## REQUIRED WORK
Copy every record exactly, and keep the pictures out.

## RECORDS FOR THE EXERCISE
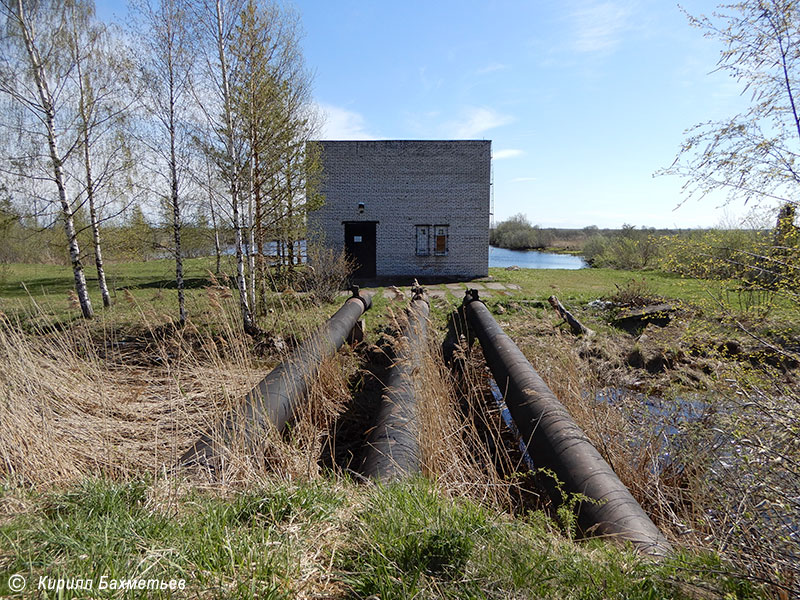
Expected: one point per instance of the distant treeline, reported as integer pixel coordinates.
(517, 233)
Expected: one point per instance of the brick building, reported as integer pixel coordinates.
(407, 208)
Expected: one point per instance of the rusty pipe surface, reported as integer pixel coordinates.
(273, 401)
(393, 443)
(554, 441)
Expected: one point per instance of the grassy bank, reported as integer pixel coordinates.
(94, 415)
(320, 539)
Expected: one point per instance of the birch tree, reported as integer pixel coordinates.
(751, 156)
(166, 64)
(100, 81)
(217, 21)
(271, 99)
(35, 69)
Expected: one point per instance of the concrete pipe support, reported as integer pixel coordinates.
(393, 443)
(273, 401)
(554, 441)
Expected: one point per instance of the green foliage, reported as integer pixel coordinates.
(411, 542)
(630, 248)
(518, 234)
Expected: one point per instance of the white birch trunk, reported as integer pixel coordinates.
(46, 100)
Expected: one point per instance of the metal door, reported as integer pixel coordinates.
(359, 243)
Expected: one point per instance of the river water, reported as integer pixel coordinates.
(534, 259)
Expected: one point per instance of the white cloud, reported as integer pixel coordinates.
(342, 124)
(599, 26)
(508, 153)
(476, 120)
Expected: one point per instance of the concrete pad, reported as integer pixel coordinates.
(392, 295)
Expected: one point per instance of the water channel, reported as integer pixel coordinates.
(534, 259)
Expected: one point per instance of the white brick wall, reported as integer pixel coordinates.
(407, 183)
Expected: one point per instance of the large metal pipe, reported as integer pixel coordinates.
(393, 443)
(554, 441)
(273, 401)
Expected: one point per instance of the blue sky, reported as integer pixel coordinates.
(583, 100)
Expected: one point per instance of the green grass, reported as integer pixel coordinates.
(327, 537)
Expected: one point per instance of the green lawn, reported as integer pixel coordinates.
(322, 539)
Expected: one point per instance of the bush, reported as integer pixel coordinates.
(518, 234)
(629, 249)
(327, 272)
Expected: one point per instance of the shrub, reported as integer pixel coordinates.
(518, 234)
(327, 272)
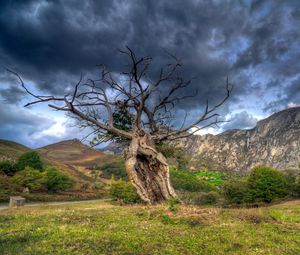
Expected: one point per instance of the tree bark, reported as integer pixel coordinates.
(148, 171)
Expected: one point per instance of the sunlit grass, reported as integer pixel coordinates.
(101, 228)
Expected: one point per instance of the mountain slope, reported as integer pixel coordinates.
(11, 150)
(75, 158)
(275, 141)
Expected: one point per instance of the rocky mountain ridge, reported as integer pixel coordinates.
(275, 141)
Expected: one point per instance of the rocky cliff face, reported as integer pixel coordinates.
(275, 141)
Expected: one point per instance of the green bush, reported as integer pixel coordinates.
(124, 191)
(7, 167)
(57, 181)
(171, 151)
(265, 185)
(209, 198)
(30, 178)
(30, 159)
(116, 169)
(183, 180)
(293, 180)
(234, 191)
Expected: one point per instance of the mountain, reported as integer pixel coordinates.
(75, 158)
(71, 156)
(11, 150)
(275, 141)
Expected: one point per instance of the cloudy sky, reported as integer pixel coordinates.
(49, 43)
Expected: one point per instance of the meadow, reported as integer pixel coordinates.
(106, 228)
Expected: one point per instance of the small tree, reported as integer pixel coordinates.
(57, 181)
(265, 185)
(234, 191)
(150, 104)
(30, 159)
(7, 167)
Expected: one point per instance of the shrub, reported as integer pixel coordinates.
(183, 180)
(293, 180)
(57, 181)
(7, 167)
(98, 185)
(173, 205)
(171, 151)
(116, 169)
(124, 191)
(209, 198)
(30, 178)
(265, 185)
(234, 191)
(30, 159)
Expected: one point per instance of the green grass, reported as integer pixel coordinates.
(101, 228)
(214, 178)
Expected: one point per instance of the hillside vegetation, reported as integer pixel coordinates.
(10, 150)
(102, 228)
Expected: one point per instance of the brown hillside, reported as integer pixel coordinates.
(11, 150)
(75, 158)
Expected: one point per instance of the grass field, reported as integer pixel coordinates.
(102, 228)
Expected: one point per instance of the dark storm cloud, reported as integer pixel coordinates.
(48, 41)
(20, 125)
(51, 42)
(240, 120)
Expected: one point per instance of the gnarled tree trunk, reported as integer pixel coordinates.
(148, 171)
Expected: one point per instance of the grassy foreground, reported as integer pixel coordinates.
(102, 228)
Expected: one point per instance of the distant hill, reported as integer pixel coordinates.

## WRITTEN SOLUTION
Expected: one point per instance of the distant treeline, reported as integer pixel coordinates.
(517, 233)
Expected: one point per instance of the brick building, reported as integer pixel coordinates.
(407, 208)
Expected: one point per instance of the rusty pipe surface, reported as integer pixel coordinates.
(273, 401)
(393, 443)
(554, 441)
Expected: one point per instance of the grassy bank, reported as integer pixel coordinates.
(94, 415)
(320, 539)
Expected: one point per instance of the birch tree, reported as integer pixel coordinates.
(751, 156)
(166, 64)
(100, 81)
(217, 21)
(271, 99)
(35, 69)
Expected: one point per instance of the concrete pipe support, reported as integer pixel coordinates.
(393, 443)
(273, 401)
(554, 441)
Expected: one point per instance of the green foliage, reported as integer pixel coordinates.
(411, 542)
(630, 248)
(518, 234)
Expected: one point per instance of the white birch trunk, reported as integer pixel coordinates.
(46, 100)
Expected: one point per instance of the metal door, reported as integer pixel coordinates.
(359, 243)
Expected: one point per instance of the river water, reported as integer pixel coordinates.
(534, 259)
Expected: one point per instance of the white cloud, reported as integer pixel coordinates.
(342, 124)
(599, 26)
(508, 153)
(476, 120)
Expected: one point per instance of the concrete pad, reported as integer pixel coordinates.
(392, 295)
Expected: one point per instance of the water channel, reported as integer pixel coordinates.
(534, 259)
Expected: one point per instance of the white brick wall, reported as integer pixel coordinates.
(407, 183)
Expected: one point per instance of the large metal pipe, reported as integer pixel coordinates.
(393, 443)
(554, 441)
(273, 401)
Expected: one point per instance of the blue sky, reported as integer pixel coordinates.
(583, 100)
Expected: one point per instance of the green grass, reported as integer pixel coordinates.
(327, 537)
Expected: one point per instance of the green lawn, reported as integer pixel coordinates.
(322, 539)
Expected: one point per instance of the bush, reported as integer pixel coordinates.
(518, 234)
(629, 249)
(327, 272)
Expected: one point per instance of the shrub, reported as integer pixel coordinates.
(518, 234)
(327, 272)
Expected: one point per instance of the tree bark, reported as integer pixel coordinates.
(148, 171)
Expected: one point per instance of the sunlit grass, reported as integer pixel coordinates.
(101, 228)
Expected: one point per instance of the mountain slope, reported as integer pixel coordinates.
(11, 150)
(75, 158)
(275, 141)
Expected: one point per instance of the rocky mountain ridge, reported as integer pixel coordinates.
(275, 141)
Expected: one point per instance of the rocky cliff face, reported as integer pixel coordinates.
(275, 141)
Expected: one point per instance of the green bush, reported as integer pixel coordinates.
(124, 191)
(7, 167)
(57, 181)
(171, 151)
(265, 185)
(209, 198)
(30, 178)
(30, 159)
(116, 169)
(183, 180)
(293, 180)
(234, 191)
Expected: one point per instance of the mountain, reported as integer pixel coordinates.
(75, 158)
(71, 156)
(11, 150)
(275, 141)
Expected: one point per instance of the cloudy sky, reported as integer pixel coordinates.
(49, 43)
Expected: one point per instance of the meadow, reported as integer pixel coordinates.
(106, 228)
Expected: one point per instance of the small tree, reported as integer pixel coordinates.
(57, 181)
(265, 185)
(234, 191)
(150, 104)
(30, 159)
(7, 167)
Expected: one point per instance of the shrub, reported as integer pixel coordinates.
(183, 180)
(293, 180)
(57, 181)
(7, 167)
(98, 185)
(173, 205)
(171, 151)
(116, 169)
(124, 191)
(209, 198)
(30, 178)
(265, 185)
(234, 191)
(30, 159)
Expected: one point per instance of the green grass, reported as integer pixel coordinates.
(101, 228)
(214, 178)
Expected: one point per instance of the hillside vegetation, reported as integer pixel coordinates.
(10, 150)
(102, 228)
Expected: one point per instance of the brown hillside, reported as integer pixel coordinates.
(11, 150)
(75, 158)
Expected: one point per instance of the grass field, reported as integer pixel coordinates.
(102, 228)
Expected: one point per instance of the dark storm cloud, reported as integer pixel coordinates.
(48, 41)
(20, 125)
(51, 42)
(240, 120)
Expected: one point per instance of the gnarled tree trunk, reported as integer pixel coordinates.
(148, 171)
Expected: one point per instance of the grassy foreground, reported as integer pixel coordinates.
(102, 228)
Expected: one point per instance of the distant hill, reported as integer pixel coordinates.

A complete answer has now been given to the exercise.